Stored data entries:
——————————

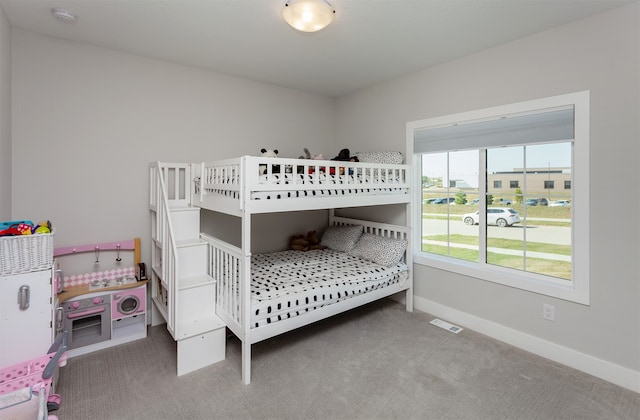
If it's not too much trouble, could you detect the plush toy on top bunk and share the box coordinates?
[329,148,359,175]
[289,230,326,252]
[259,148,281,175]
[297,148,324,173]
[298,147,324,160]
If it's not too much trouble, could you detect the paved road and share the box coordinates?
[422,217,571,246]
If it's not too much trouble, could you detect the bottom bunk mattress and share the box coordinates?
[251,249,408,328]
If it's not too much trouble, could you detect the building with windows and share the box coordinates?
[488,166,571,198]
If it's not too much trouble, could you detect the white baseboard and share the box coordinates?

——————————

● Action item: Each line from the one containing "If it's not too much trouble, could you detect the bottom" to the close of the records must appear in the output exactly, and no other line.

● Your response:
If it's not too much trouble, could you detect the bottom bunk mattress and share the box coordinates?
[251,249,408,328]
If it's not too much trouble, could you detect the building with windows and share the box coordinates?
[488,166,571,198]
If it's not too much trouble, could you detect the white baseboard and share the box coordinates?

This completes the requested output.